→ **Task**: Could you repeat the records below exactly, without the pictures?

[Region pointing data]
※

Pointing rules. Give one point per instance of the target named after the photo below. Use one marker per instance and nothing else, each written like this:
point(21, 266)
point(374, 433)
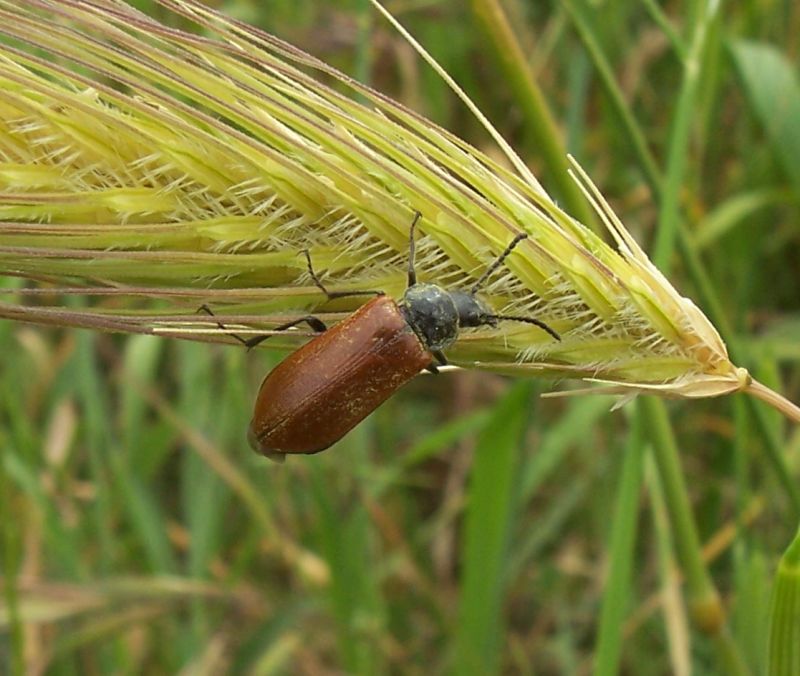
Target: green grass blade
point(490, 514)
point(784, 635)
point(617, 594)
point(771, 84)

※

→ **Reply to the task**:
Pointing rules. Give one point per instance of the target named after the photo below. Use one marker per instance and nothing else, each written like this:
point(21, 266)
point(374, 433)
Target: green grass blade
point(490, 514)
point(784, 635)
point(617, 594)
point(771, 84)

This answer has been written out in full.